Written instruction
Scale the answer coordinates by 1.7, rounding to whole numbers with halves going up, and write out again the rows between the line holding "The tall green" and the line holding "0 147 640 212", inclusive, with the requests and their format samples unchanged.
── Task material
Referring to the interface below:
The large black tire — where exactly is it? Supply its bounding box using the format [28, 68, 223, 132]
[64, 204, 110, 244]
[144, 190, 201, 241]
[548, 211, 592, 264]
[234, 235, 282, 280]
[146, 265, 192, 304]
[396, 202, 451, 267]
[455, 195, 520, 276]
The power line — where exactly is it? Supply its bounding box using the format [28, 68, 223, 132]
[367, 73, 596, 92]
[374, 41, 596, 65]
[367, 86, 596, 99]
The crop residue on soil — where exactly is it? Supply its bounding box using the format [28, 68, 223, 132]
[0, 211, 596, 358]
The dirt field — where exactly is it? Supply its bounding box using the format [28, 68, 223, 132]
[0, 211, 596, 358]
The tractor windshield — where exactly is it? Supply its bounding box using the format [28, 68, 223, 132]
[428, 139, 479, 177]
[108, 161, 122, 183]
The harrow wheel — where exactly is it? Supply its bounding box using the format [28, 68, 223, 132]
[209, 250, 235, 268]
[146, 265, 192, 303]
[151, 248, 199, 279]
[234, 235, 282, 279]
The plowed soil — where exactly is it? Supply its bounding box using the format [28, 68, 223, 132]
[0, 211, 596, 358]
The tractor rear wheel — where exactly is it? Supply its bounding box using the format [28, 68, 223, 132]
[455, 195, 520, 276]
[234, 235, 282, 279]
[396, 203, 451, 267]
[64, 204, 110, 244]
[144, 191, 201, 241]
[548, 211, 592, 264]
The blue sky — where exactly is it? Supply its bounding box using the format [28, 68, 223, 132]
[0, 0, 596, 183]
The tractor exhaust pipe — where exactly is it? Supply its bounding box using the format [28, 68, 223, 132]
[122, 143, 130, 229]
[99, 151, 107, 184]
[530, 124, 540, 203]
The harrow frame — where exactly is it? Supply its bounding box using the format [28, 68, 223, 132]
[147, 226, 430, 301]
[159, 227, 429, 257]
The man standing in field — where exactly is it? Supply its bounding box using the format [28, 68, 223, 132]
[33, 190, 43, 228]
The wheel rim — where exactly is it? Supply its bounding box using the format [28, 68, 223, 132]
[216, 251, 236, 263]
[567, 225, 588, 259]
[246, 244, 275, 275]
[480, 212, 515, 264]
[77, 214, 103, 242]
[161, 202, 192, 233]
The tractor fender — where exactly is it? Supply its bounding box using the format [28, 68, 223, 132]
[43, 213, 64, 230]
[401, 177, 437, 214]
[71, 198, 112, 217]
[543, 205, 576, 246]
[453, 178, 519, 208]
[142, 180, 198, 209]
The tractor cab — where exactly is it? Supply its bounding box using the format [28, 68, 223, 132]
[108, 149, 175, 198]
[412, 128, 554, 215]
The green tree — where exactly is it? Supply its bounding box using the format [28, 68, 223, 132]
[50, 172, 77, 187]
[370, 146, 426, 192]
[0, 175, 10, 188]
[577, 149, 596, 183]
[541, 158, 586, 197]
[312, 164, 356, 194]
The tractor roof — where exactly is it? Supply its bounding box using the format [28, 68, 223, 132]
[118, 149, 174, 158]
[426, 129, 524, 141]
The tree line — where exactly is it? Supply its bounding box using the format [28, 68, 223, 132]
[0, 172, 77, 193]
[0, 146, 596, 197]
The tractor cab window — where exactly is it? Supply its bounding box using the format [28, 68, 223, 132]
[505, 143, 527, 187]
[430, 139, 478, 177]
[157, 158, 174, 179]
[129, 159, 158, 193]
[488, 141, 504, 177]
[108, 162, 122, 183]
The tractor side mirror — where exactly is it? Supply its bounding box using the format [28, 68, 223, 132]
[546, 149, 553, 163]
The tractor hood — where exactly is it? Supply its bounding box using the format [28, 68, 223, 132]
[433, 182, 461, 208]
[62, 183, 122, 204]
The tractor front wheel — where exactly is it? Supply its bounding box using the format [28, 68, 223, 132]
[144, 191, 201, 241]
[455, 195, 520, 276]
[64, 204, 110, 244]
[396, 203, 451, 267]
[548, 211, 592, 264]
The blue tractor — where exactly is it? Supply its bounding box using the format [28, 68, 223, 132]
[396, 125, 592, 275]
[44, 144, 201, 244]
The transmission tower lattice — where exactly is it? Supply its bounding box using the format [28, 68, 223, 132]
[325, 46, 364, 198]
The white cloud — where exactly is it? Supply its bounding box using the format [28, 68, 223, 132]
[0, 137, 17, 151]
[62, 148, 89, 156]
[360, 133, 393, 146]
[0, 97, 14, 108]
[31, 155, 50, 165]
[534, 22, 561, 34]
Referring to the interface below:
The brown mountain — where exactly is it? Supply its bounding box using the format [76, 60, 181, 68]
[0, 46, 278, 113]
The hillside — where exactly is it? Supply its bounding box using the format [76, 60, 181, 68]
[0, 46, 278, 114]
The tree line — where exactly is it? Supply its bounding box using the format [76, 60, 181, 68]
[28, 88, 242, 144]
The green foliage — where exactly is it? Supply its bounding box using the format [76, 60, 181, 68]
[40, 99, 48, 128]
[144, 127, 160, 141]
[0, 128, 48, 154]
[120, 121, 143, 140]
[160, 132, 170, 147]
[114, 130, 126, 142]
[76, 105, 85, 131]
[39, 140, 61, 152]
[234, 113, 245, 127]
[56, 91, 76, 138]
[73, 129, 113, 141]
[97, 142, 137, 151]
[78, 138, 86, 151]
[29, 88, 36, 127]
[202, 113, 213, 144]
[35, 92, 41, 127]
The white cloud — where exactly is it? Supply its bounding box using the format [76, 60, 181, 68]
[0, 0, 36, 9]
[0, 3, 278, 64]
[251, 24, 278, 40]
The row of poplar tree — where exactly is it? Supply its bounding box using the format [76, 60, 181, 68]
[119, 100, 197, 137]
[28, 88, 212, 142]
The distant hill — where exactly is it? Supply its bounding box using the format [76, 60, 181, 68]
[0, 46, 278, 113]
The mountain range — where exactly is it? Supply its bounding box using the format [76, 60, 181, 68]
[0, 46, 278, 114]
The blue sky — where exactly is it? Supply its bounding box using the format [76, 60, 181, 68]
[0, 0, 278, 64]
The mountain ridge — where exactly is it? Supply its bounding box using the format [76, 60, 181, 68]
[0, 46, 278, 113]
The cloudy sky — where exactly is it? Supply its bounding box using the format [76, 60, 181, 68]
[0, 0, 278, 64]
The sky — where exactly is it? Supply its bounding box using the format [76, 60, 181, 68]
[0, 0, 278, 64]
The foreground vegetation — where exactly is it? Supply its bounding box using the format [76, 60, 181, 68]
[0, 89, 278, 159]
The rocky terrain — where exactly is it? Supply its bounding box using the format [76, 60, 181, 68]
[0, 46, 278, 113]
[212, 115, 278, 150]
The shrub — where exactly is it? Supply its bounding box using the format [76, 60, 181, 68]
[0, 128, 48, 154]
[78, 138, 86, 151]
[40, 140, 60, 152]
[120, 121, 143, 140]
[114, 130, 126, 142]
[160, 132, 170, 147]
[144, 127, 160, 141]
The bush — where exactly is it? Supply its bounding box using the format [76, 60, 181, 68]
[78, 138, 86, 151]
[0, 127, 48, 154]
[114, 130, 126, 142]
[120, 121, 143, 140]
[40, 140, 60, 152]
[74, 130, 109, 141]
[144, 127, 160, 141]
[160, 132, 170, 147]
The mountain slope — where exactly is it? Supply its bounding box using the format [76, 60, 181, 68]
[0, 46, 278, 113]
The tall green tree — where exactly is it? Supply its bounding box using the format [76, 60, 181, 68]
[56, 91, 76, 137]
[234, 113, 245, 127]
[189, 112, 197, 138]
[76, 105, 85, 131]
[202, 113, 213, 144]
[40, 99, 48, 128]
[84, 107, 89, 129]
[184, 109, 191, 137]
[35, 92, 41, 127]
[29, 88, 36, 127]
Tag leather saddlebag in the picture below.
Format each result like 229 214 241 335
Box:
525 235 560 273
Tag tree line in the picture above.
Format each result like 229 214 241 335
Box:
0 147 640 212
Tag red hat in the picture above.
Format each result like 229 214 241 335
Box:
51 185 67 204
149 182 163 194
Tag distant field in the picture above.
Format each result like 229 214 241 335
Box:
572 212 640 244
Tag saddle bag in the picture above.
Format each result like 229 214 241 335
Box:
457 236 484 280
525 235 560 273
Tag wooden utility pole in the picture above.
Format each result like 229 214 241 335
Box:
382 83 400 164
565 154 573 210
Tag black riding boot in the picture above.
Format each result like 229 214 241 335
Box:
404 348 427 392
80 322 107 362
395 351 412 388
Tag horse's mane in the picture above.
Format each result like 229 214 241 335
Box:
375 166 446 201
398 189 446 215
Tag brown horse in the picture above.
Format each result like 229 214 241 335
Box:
────
Finished exercise
The tall green tree — where exactly is it? Supply its bounding box using the format [76, 60, 181, 68]
[95, 155, 129, 233]
[398, 192, 417, 216]
[321, 190, 335, 235]
[129, 179, 145, 223]
[343, 192, 362, 245]
[68, 168, 82, 218]
[143, 182, 151, 219]
[313, 185, 325, 233]
[60, 156, 70, 216]
[49, 150, 61, 216]
Tag leather saddlebag in the picture below.
Format each result like 229 214 241 335
Box:
893 400 952 464
Tag tree line in the picture above.
Format each result like 229 214 241 335
Box:
0 250 1088 360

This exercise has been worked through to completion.